__EXERCISE DETAILS__. Please duplicate every line of the material below exactly, leaving out the pictures.

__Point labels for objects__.
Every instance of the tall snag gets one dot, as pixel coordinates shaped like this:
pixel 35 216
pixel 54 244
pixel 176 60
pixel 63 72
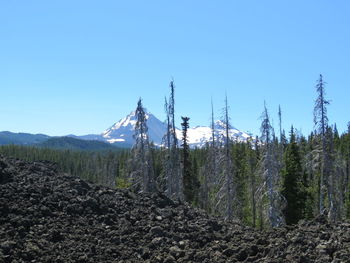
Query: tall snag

__FINAL RESULT__.
Every instance of the tall snag gets one dot, as pixel coordinates shaped like this:
pixel 35 216
pixel 54 244
pixel 176 60
pixel 63 72
Query: tall snag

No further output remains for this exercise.